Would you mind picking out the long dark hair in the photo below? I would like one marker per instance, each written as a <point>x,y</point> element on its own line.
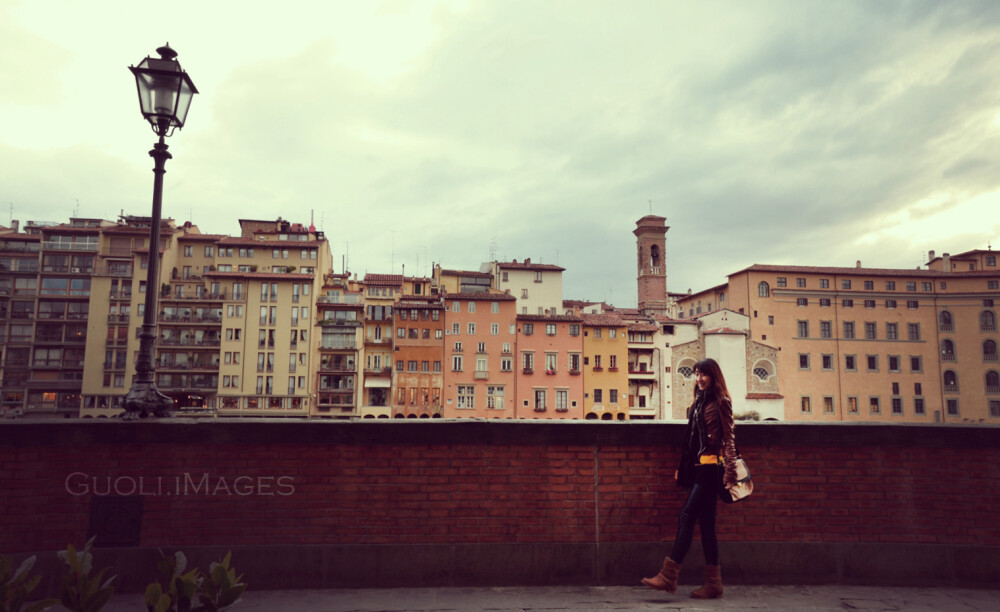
<point>718,389</point>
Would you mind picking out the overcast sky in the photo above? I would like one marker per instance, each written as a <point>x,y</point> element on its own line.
<point>809,133</point>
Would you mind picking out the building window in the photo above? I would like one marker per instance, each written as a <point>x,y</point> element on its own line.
<point>803,329</point>
<point>987,321</point>
<point>540,400</point>
<point>869,330</point>
<point>849,330</point>
<point>892,331</point>
<point>494,397</point>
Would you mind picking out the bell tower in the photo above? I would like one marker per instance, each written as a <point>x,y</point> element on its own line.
<point>651,243</point>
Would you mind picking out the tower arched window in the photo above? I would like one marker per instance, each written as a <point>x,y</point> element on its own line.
<point>947,350</point>
<point>950,380</point>
<point>946,321</point>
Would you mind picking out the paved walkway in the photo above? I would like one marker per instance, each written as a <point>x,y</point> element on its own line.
<point>555,599</point>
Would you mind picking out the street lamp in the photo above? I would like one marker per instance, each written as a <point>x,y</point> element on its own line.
<point>165,94</point>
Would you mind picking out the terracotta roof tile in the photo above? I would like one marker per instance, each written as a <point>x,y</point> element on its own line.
<point>482,297</point>
<point>550,318</point>
<point>513,265</point>
<point>383,280</point>
<point>603,320</point>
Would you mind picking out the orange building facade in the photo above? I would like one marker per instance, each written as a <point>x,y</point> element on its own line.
<point>480,343</point>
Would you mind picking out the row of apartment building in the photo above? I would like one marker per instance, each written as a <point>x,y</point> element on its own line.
<point>260,325</point>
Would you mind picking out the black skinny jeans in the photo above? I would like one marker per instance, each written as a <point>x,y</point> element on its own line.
<point>700,507</point>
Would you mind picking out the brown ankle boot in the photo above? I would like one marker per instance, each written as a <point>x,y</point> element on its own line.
<point>666,580</point>
<point>713,584</point>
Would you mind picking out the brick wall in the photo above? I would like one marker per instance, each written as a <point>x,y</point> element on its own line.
<point>457,483</point>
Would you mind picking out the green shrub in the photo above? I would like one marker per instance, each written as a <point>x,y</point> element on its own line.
<point>15,587</point>
<point>81,592</point>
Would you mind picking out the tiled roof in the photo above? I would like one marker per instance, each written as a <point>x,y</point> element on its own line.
<point>513,265</point>
<point>203,237</point>
<point>482,297</point>
<point>724,331</point>
<point>130,229</point>
<point>550,318</point>
<point>70,229</point>
<point>260,275</point>
<point>393,280</point>
<point>666,319</point>
<point>643,327</point>
<point>269,244</point>
<point>897,272</point>
<point>603,320</point>
<point>405,305</point>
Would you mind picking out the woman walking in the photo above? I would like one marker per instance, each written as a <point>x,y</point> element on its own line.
<point>708,459</point>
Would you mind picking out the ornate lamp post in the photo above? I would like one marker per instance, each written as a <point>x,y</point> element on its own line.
<point>165,94</point>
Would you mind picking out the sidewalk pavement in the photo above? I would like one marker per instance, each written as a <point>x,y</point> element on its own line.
<point>555,599</point>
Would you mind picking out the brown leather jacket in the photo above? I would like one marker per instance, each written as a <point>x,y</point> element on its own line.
<point>715,420</point>
<point>714,414</point>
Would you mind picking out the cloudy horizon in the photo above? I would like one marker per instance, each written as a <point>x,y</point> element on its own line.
<point>798,133</point>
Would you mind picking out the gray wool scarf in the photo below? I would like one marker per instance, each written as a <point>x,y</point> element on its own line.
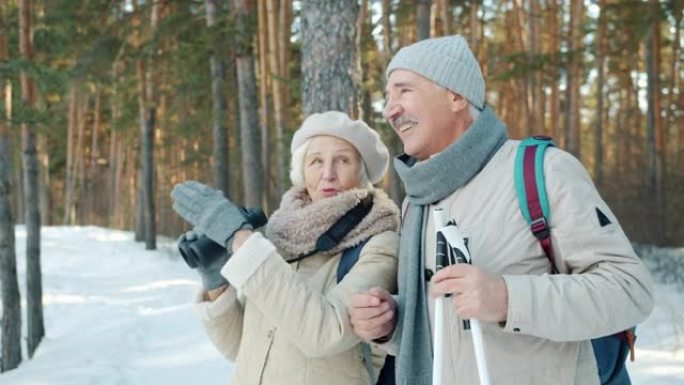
---
Format the data from its first line through the line containing "<point>946,321</point>" as a JSON list of strings, with one string per line and no blank lines. Leave the pictures out.

**FINISHED TASK**
[
  "Would you mind picking out the long dark hair in the photo below? I would like one marker per instance, each written as a <point>x,y</point> element on its own line.",
  "<point>718,389</point>",
  "Would you mind picking out the overcast sky in the photo above? I would like one marker per instance, each written as a <point>x,y</point> element on its own line.",
  "<point>809,133</point>",
  "Would you mind picking out the building window in the photo above? I would like one marker per instance, each written as a <point>x,y</point> element on its own line.",
  "<point>803,329</point>",
  "<point>987,321</point>",
  "<point>540,400</point>",
  "<point>869,330</point>",
  "<point>849,330</point>",
  "<point>892,331</point>",
  "<point>494,397</point>",
  "Would you mind picking out the bell tower in the photo above? I would like one marker per instance, each written as a <point>x,y</point> element on its own line.",
  "<point>651,243</point>",
  "Would you mind picking out the tower arched window in the photo above? I would like one marker per instance, each written as a <point>x,y</point> element on its own line.",
  "<point>947,350</point>",
  "<point>950,380</point>",
  "<point>946,321</point>"
]